Zadania do wykonania
1. Zwróć bez żadnych zmian fragment tekstu o plackach ziemniaczanych, który otwierają słowa „Placki ziemniaczane to”, a zamykają słowa „pobije polskich placków.”.
2. Przetłumacz na język angielski zdanie z tekstu o plackach ziemniaczanych: „Placki ziemniaczane to jedna z tych potraw, o których możemy powiedzieć, że to prawdziwie polski wynalazek.”
3. Kontynuuj tekst o plackach ziemniaczanych od miejsca, w którym się kończy.

Tekst źródłowy
Dzień placków ziemniaczanych. Nie tylko polski przysmak

Placki ziemniaczane to jedna z tych potraw, o których możemy powiedzieć, że to prawdziwie polski wynalazek. Danie jednoznacznie kojarzy się z naszą rodzimą kuchnią, ale prostota przygotowania oraz dostępność składników sprawiły, że podobne placki smażone są też w innych krajach.

Obraz
Źródło zdjęć: © 123RF

Bardzo lubią je Białorusini, Ukraińcy, Litwini i Rosjanie. Węgrzy jedzą je z sosem paprykowym, Austriacy i Niemcy traktują jako dodatek do mięsa w sosie. Nic jednak nie pobije polskich placków.

Zestaw rekordów
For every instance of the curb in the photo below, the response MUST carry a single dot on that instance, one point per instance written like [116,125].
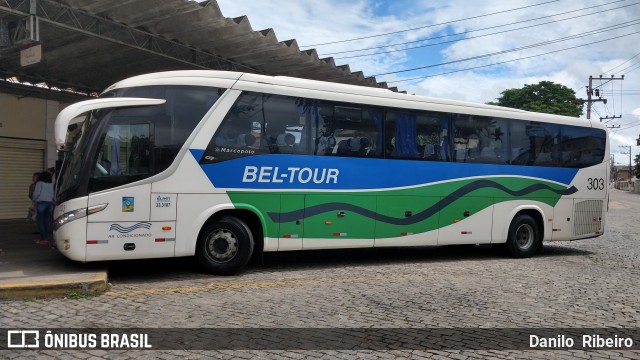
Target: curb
[86,286]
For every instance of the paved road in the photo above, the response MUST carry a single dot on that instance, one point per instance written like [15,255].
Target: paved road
[585,284]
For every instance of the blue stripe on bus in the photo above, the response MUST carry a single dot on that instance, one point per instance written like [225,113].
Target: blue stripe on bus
[281,171]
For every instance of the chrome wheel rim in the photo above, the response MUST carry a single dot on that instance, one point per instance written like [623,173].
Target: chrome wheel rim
[524,236]
[222,245]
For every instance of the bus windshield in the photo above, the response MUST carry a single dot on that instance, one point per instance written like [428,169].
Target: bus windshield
[121,145]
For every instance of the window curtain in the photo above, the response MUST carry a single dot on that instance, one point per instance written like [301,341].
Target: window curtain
[115,151]
[444,147]
[406,136]
[377,119]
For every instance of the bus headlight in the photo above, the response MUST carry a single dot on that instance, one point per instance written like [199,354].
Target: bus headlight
[77,214]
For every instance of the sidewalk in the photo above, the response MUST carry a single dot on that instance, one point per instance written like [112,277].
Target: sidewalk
[29,270]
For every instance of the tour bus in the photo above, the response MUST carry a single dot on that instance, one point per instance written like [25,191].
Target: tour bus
[225,165]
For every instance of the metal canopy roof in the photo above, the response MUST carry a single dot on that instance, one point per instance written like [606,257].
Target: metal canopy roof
[89,44]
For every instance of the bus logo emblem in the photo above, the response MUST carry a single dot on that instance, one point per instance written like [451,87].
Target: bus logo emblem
[127,229]
[127,204]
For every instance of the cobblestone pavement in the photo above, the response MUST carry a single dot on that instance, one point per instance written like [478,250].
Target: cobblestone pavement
[585,284]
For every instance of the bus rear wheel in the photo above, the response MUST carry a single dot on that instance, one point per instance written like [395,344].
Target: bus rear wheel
[524,237]
[225,246]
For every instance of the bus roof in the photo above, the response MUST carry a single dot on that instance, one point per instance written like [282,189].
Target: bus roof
[256,82]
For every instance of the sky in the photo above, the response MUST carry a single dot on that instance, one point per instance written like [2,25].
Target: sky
[472,50]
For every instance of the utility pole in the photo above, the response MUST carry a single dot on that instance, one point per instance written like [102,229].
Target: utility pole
[629,147]
[591,92]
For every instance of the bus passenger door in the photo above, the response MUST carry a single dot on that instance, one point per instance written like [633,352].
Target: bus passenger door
[563,220]
[134,223]
[339,221]
[467,220]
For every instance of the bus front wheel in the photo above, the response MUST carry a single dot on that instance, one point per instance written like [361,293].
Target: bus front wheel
[225,246]
[524,237]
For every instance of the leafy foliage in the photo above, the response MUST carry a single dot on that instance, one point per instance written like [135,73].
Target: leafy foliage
[546,97]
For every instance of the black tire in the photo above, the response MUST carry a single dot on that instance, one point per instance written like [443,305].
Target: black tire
[225,246]
[524,238]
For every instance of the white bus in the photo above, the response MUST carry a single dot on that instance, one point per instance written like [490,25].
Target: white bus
[223,165]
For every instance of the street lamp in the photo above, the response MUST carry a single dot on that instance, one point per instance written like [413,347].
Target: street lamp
[628,146]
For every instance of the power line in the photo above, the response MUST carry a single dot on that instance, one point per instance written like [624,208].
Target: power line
[428,26]
[571,37]
[634,56]
[631,66]
[508,61]
[470,31]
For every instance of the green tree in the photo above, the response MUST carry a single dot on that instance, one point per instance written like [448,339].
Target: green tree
[546,97]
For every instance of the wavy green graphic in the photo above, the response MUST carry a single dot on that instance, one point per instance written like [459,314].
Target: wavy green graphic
[390,213]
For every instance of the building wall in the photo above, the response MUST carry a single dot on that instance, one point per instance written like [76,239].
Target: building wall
[27,145]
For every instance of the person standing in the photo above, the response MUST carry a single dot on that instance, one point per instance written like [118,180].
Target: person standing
[43,197]
[31,215]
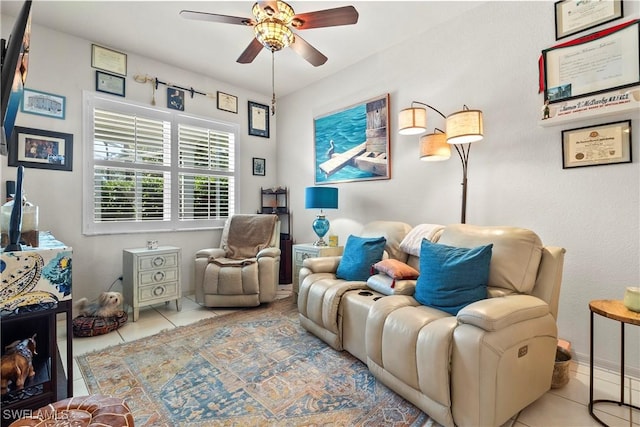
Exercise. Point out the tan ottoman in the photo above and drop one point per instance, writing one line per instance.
(85, 411)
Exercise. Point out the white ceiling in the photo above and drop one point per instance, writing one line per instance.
(156, 30)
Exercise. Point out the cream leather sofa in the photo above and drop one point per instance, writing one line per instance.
(478, 368)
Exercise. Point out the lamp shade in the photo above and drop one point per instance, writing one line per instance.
(465, 127)
(321, 198)
(412, 121)
(434, 147)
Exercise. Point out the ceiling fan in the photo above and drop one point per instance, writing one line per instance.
(273, 22)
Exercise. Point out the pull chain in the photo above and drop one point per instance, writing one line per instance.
(273, 84)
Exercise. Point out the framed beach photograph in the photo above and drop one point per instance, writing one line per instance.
(258, 119)
(259, 166)
(108, 60)
(574, 16)
(352, 144)
(41, 149)
(110, 83)
(595, 63)
(604, 144)
(43, 103)
(227, 102)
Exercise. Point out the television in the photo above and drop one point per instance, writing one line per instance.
(14, 55)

Odpowiedzi do zadań
1.
Placki ziemniaczane to jedna z tych potraw, o których możemy powiedzieć, że to prawdziwie polski wynalazek. Danie jednoznacznie kojarzy się z naszą rodzimą kuchnią, ale prostota przygotowania oraz dostępność składników sprawiły, że podobne placki smażone są też w innych krajach.

Obraz
Źródło zdjęć: © 123RF

Bardzo lubią je Białorusini, Ukraińcy, Litwini i Rosjanie. Węgrzy jedzą je z sosem paprykowym, Austriacy i Niemcy traktują jako dodatek do mięsa w sosie. Nic jednak nie pobije polskich placków.

2. Potato pancakes are one of those dishes about which we can say that they are a truly Polish invention.

3.
Charakterystyczną cechą naszych placków ziemniaczanych jest to, że dodaje się do nich startą cebulę, a czasem i marchewkę. Z kolei dodatek mąki jest bardzo niewielki. Żeby danie było naprawdę smaczne, trzeba użyć odpowiedniej odmiany ziemniaków. Najlepsze są te zawierające dużo skrobi. Dzięki temu możemy ograniczyć dodatek mąki. To ważne, bo jej nadmiar sprawia, że placki tracą swój ziemniaczany charakter.

Przygotowanie placków nie jest trudne. Najwięcej czasu zajmuje starcie ziemniaków. Używamy tarki o małych oczkach. Ścieramy również cebulę, dodajemy do masy jajka, sól, pieprz, trochę mąki i smażymy uformowane z masy placki na oleju.
Do smażenia używamy oleju roślinnego, najlepiej rzepakowego.

Placki najsmaczniejsze są zaraz po przygotowaniu. Są wówczas odpowiednio chrupkie na zewnątrz i delikatne w środku. Jeśli jednak nie uda nam się zjeść wszystkich placków natychmiast po usmażeniu - możemy je odgrzać. Skórka nie będzie już taka chrupka, ale smak pozostanie.

Sam placek jest fantastyczny. Trudno jednak uznać go za pełnowartościowe danie. Właśnie dlatego placki zawsze podajemy z dodatkami. A, że do placków pasuje niemal wszystko, więc możemy zaszaleć.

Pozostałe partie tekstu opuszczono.